Bartosz Tomaszek is a composer.

== Biography ==
He was a founder of the PatronArt Foundation that promotes classical and popular music. He was a member of jury at Przystanek Mistrzejowice in 2013. He has composed several musical works commemorating Pope John Paul II.

== Filmography ==
- Usterka (2002, TV show)
- Miasto zbrodni (2003, TV series)
- Juarez, Mexico (2004, documentary film)
- 3 Love (2004, short film)
- Teraz my! (2005, TV show)
- Katastrofy górnicze (2008, TV show)
- Heniek (2010)
- Kuchenne rewolucje (2010, TV show)
- Czarno na białym (2011)
- Po prostu (2013, TV show)
- Polacy w Rzymie i Watykanie (2014, TV show)
- Film z angielskimi napisami (2020)

Source.

== Theatre work ==
- Do matki (2004; Państwowa Wyższa Szkoła Teatralna Theater, directed by Mirka Szawińska)

== Accolades ==
In 2013, together with Adam Niedzielin, he earned Grand Prix Komeda at the Krzysztof Komeda Film Festival in Ostrów Wielkopolski, for scoring the film Heniek.

+ + + + +

Required work:
A. Which award did Bartosz Tomaszek earn in 2013 for scoring the film Heniek, according to the biography of him?
B. Translate this sentence from the biography of Bartosz Tomaszek into Spanish: "He was a founder of the PatronArt Foundation that promotes classical and popular music."

A block of data:
+ + + + +

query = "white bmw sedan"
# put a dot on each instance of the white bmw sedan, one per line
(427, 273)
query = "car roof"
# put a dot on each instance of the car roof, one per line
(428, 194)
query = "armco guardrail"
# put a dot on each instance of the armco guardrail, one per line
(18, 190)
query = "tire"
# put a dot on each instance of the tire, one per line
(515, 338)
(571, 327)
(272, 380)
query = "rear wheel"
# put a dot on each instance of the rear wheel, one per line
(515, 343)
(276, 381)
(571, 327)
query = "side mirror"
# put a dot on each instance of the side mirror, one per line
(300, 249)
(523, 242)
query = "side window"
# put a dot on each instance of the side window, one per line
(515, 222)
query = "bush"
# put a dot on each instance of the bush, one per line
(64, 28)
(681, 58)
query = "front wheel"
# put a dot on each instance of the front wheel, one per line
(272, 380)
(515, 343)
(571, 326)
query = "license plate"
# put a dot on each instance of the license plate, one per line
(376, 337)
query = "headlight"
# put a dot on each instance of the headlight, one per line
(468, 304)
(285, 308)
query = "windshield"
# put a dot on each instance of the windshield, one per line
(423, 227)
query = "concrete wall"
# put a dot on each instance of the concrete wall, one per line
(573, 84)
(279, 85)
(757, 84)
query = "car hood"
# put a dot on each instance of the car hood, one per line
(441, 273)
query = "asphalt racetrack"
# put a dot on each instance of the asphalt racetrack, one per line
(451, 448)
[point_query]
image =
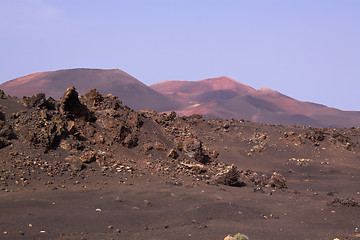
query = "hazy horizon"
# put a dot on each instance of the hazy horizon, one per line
(308, 50)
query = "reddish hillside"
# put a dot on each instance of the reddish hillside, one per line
(226, 98)
(131, 91)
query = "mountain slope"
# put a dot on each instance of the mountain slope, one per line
(131, 91)
(225, 98)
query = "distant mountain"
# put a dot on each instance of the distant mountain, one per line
(131, 91)
(220, 97)
(226, 98)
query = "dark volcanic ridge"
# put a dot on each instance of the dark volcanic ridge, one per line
(205, 178)
(220, 97)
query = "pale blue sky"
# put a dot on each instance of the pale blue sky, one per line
(307, 49)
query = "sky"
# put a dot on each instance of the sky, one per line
(307, 49)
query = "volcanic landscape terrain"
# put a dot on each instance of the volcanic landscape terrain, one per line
(89, 167)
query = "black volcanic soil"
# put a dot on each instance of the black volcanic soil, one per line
(89, 167)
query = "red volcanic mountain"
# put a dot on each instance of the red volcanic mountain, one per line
(131, 91)
(220, 97)
(226, 98)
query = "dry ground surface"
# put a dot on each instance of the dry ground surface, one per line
(88, 167)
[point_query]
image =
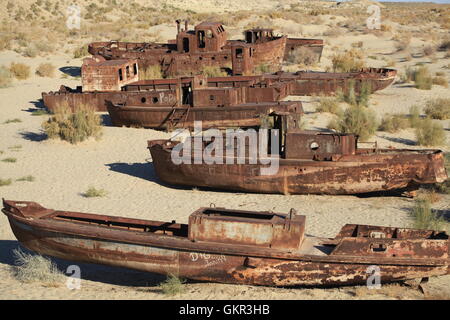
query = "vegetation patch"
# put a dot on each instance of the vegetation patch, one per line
(20, 71)
(73, 126)
(36, 268)
(46, 70)
(355, 119)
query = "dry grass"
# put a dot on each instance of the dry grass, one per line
(5, 77)
(20, 70)
(351, 60)
(36, 268)
(356, 119)
(46, 70)
(438, 108)
(426, 218)
(302, 56)
(328, 104)
(73, 126)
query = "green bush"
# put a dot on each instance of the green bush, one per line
(438, 108)
(356, 119)
(73, 126)
(20, 70)
(430, 133)
(5, 77)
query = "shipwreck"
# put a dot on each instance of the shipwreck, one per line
(208, 45)
(117, 81)
(308, 162)
(233, 246)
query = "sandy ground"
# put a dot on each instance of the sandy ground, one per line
(121, 164)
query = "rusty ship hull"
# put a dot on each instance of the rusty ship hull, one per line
(267, 87)
(365, 171)
(168, 118)
(168, 247)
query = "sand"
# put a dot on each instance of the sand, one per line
(120, 163)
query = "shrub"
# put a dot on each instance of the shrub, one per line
(352, 60)
(414, 116)
(328, 104)
(424, 217)
(73, 126)
(441, 81)
(303, 56)
(430, 133)
(151, 72)
(393, 123)
(93, 193)
(213, 71)
(356, 119)
(45, 70)
(81, 52)
(438, 108)
(5, 77)
(172, 285)
(32, 268)
(20, 71)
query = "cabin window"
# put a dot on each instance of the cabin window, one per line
(201, 39)
(314, 146)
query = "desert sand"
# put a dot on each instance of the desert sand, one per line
(121, 164)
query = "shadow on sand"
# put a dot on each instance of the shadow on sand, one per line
(92, 272)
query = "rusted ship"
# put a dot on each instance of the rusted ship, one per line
(233, 246)
(308, 162)
(115, 81)
(207, 45)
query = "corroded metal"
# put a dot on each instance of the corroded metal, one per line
(207, 45)
(233, 246)
(309, 163)
(263, 88)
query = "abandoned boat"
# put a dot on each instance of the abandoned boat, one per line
(217, 116)
(233, 246)
(117, 81)
(306, 162)
(207, 45)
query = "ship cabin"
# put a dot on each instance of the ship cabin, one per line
(206, 37)
(99, 74)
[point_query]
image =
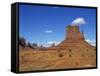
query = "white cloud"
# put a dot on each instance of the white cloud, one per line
(51, 42)
(48, 31)
(92, 42)
(79, 21)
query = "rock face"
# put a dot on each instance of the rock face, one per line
(74, 39)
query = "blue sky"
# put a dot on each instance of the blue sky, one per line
(45, 24)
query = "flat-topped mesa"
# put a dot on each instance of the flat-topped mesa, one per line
(73, 33)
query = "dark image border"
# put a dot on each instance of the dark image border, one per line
(15, 37)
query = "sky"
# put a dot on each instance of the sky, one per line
(46, 25)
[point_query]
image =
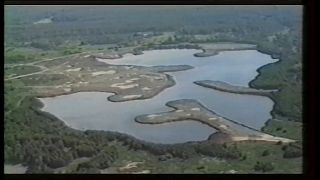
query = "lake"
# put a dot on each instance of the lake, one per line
(92, 110)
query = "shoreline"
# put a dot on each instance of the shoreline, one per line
(225, 87)
(143, 97)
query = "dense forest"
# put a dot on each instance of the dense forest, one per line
(42, 142)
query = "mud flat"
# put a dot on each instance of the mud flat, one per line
(223, 86)
(87, 74)
(188, 109)
(137, 77)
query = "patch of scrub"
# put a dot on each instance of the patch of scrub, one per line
(15, 169)
(74, 70)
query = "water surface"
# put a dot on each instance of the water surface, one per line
(92, 110)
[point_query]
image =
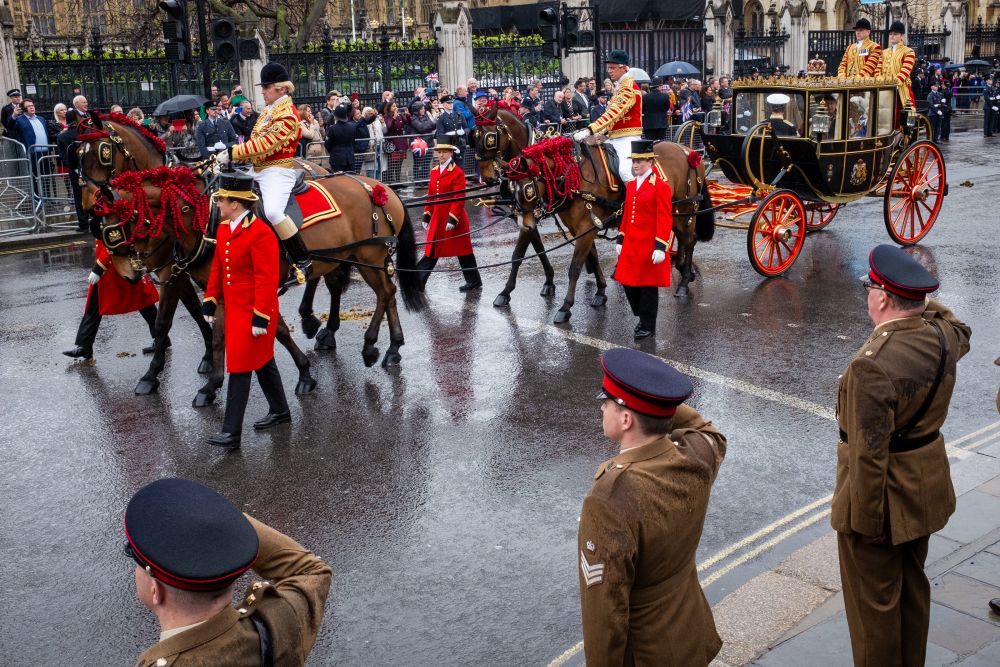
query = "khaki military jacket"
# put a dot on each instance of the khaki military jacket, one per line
(909, 494)
(639, 531)
(290, 604)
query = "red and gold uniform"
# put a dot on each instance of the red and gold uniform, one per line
(244, 277)
(862, 59)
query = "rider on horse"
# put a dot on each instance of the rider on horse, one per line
(270, 149)
(623, 120)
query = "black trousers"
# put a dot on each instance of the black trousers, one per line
(645, 302)
(239, 393)
(467, 262)
(91, 321)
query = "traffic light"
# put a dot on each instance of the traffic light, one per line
(225, 40)
(175, 30)
(548, 27)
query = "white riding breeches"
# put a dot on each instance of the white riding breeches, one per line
(623, 147)
(276, 185)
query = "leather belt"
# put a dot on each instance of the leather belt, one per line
(897, 446)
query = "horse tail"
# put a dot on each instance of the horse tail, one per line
(704, 225)
(414, 298)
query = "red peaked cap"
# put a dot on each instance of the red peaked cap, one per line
(643, 383)
(899, 273)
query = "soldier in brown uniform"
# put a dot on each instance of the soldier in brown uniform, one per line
(893, 480)
(190, 545)
(642, 521)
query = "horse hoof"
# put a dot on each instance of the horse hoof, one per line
(310, 325)
(147, 387)
(305, 386)
(325, 340)
(203, 399)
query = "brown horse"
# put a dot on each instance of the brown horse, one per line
(596, 202)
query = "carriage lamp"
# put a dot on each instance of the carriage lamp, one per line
(714, 117)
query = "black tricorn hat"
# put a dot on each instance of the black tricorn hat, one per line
(273, 73)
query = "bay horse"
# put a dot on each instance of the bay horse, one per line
(549, 178)
(373, 225)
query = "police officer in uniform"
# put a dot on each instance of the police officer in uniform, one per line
(991, 106)
(190, 545)
(642, 520)
(244, 277)
(271, 148)
(894, 484)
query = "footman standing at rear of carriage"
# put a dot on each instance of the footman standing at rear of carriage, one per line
(644, 238)
(893, 480)
(642, 520)
(244, 278)
(447, 223)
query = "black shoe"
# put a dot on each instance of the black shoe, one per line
(271, 420)
(149, 349)
(224, 439)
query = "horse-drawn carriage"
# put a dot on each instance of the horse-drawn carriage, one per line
(805, 147)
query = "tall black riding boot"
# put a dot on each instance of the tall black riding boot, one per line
(299, 255)
(471, 273)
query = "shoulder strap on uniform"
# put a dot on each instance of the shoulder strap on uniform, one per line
(903, 432)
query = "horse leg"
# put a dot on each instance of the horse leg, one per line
(594, 262)
(206, 394)
(306, 382)
(523, 238)
(310, 323)
(549, 286)
(189, 297)
(369, 353)
(326, 339)
(150, 382)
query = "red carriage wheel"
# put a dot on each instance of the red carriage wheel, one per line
(819, 215)
(916, 189)
(776, 233)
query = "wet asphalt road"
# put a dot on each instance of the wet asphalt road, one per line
(445, 495)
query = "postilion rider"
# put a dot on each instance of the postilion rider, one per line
(644, 238)
(623, 119)
(271, 149)
(642, 521)
(244, 278)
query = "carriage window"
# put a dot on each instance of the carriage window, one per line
(752, 107)
(859, 105)
(886, 112)
(829, 103)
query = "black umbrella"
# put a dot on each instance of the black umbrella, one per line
(179, 103)
(677, 68)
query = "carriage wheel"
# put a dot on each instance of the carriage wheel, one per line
(776, 233)
(819, 215)
(915, 193)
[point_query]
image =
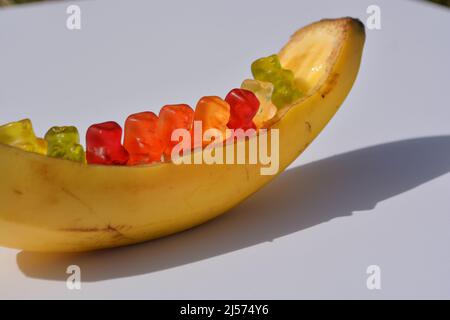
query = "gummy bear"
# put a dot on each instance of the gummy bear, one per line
(214, 113)
(263, 91)
(20, 134)
(243, 107)
(103, 144)
(269, 69)
(141, 139)
(64, 143)
(171, 117)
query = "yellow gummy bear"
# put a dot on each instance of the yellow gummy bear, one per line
(20, 134)
(263, 91)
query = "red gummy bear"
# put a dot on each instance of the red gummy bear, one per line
(141, 139)
(103, 144)
(171, 117)
(243, 107)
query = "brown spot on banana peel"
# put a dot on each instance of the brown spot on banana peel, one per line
(330, 85)
(18, 192)
(108, 229)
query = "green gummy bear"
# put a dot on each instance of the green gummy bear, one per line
(64, 143)
(20, 134)
(269, 69)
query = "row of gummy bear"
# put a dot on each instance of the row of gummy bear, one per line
(147, 137)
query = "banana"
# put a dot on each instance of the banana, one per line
(53, 205)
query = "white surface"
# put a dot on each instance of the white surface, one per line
(372, 189)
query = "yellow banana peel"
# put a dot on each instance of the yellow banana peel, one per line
(52, 205)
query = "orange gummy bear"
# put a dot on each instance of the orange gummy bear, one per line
(214, 113)
(141, 139)
(172, 117)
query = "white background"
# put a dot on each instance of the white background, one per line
(372, 189)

+ + + + +

Solutions for each task:
A. Grand Prix Komeda at the Krzysztof Komeda Film Festival in Ostrów Wielkopolski.

B. Fue uno de los fundadores de la Fundación PatronArt, que promueve la música clásica y popular.